## SET OF TASKS
**a.** In the reinsurance passage, how much in new inflows has entered the sector since Hurricane Ian made landfall in September 2022?
**b.** Copy word for word the portion of the reinsurance passage from "The firm stated" to "heading into 2024.".

## SOURCE
+--

Still, According to Howden, capital raising continues to lag previous cycles amidst investor caution and higher financing costs.

“New inflows of $17 billion since Hurricane Ian made landfall in September 2022, much of which has been channelled into the catastrophe bond market, remain short of the (inflation-adjusted) $40 billion and $50 billion that entered the sector in 2001 and 2005 during similar timeframes,” Howden explained.

The firm stated that additional capital is needed to cover growing catastrophe exposures, but macroeconomic and geopolitical instability, climate change concerns, loss of confidence in catastrophe models, lacklustre returns, and attractive opportunities in other asset classes “contained commitments for much of 2023.”

However, Howden highlighted that sentiment is starting to shift now more distributed loss sharing between cedents and reinsurers is in place and profitability has been demonstrated.

The firm added that accelerating inflows into the catastrophe bond market is indicative of increased appetite across traditional and alternative capital providers and the attractive proposition offered by the sector heading into 2024.

The below figure, provided by Howden, shows how these interacting dynamics have changed reinsurance supply and demand dynamics in the last couple of years.

The firm concluded that despite the recovery in capital recorded in 2023, the sector’s significantly higher premium base, fuelled by inflation and increased risk aversion, means the solvency margin ratio (capital divided by premiums) remains at levels last recorded during the global financial crisis, reflecting tighter (but evolving) market conditions.

+--

## Pointing and labeling entries
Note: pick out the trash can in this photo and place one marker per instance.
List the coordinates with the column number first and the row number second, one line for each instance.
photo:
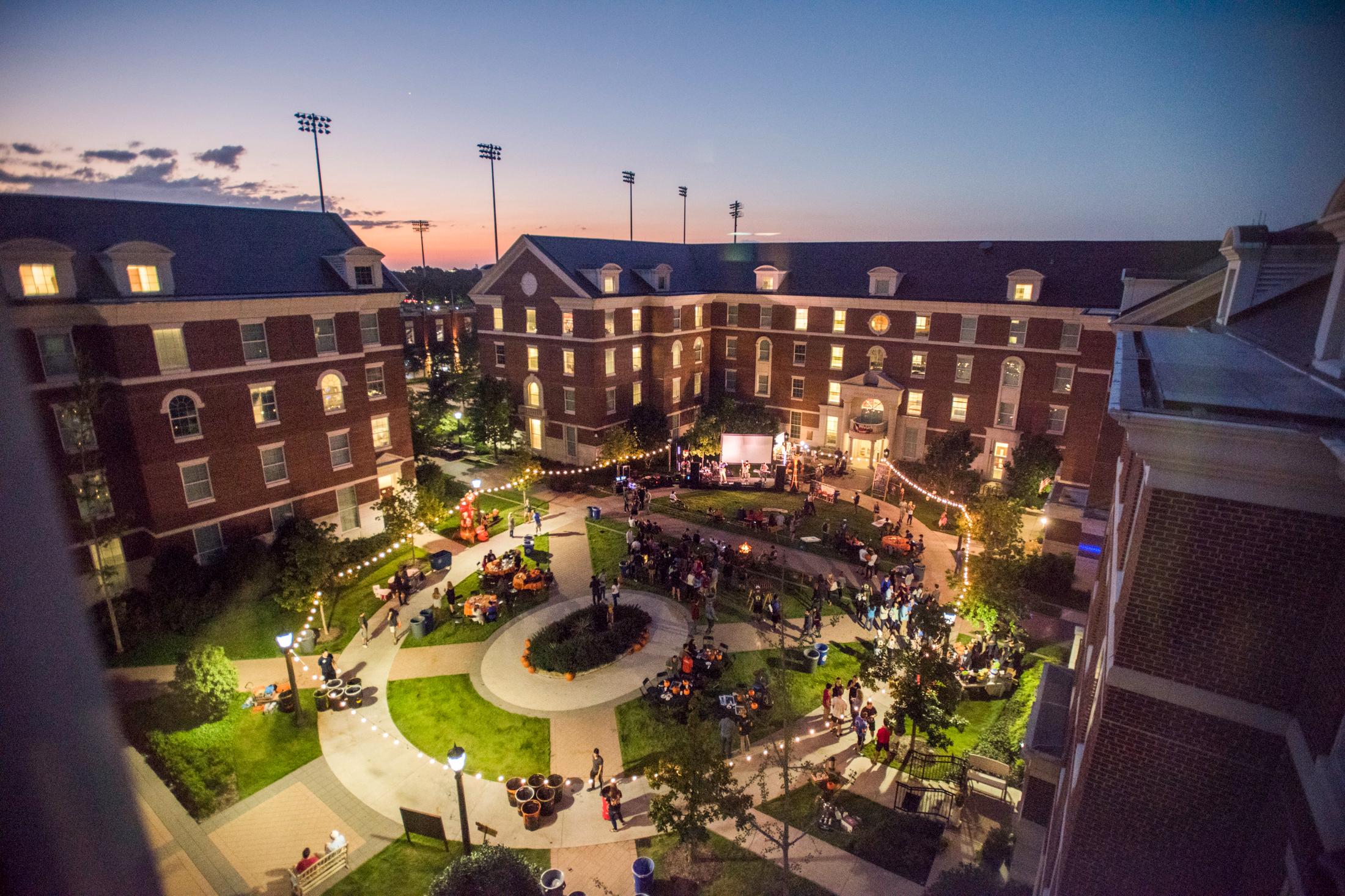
column 553, row 881
column 643, row 871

+--

## RESPONSES TO THE TASKS
**a.** $17 billion

**b.**
The firm stated that additional capital is needed to cover growing catastrophe exposures, but macroeconomic and geopolitical instability, climate change concerns, loss of confidence in catastrophe models, lacklustre returns, and attractive opportunities in other asset classes “contained commitments for much of 2023.”

However, Howden highlighted that sentiment is starting to shift now more distributed loss sharing between cedents and reinsurers is in place and profitability has been demonstrated.

The firm added that accelerating inflows into the catastrophe bond market is indicative of increased appetite across traditional and alternative capital providers and the attractive proposition offered by the sector heading into 2024.